**Aim of the task**
Present every line in the items below that contains the string "TARGET". Letter case is significant.

**Records**
>>>>

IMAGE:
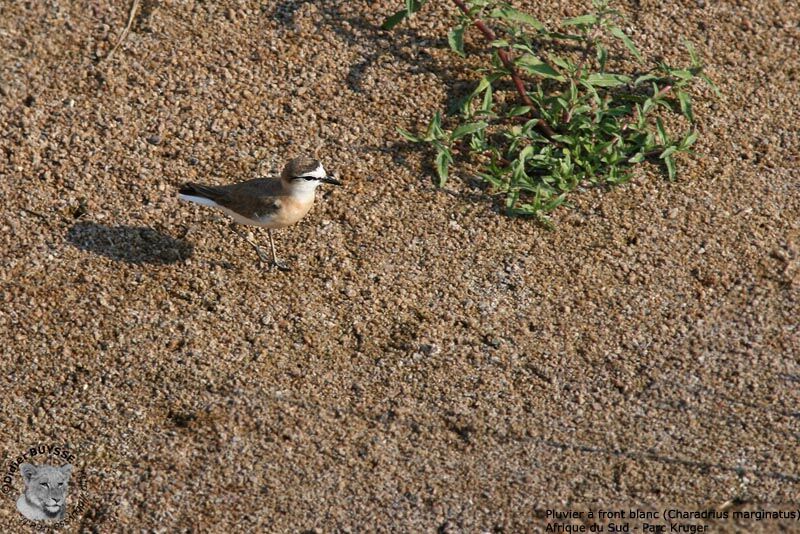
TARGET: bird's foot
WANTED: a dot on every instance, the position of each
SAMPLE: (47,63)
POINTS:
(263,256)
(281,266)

<<<<
>>>>

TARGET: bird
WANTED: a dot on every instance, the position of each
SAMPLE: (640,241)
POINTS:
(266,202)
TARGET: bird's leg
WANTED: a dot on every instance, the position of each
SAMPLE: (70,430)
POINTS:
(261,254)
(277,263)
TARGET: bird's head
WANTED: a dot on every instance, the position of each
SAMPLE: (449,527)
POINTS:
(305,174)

<<<<
>>>>

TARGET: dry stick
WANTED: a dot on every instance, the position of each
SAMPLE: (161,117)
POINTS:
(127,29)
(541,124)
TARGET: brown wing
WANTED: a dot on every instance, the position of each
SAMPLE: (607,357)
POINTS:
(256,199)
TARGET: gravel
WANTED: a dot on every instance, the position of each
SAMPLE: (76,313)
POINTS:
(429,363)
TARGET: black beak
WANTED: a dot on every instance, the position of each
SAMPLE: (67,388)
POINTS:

<<<<

**Solution to this exercise**
TARGET: bird's foot
TARGET: bird
TARGET: bird's leg
TARGET: bird's head
TARGET: dry stick
TARGET: brown wing
TARGET: gravel
TARGET: black beak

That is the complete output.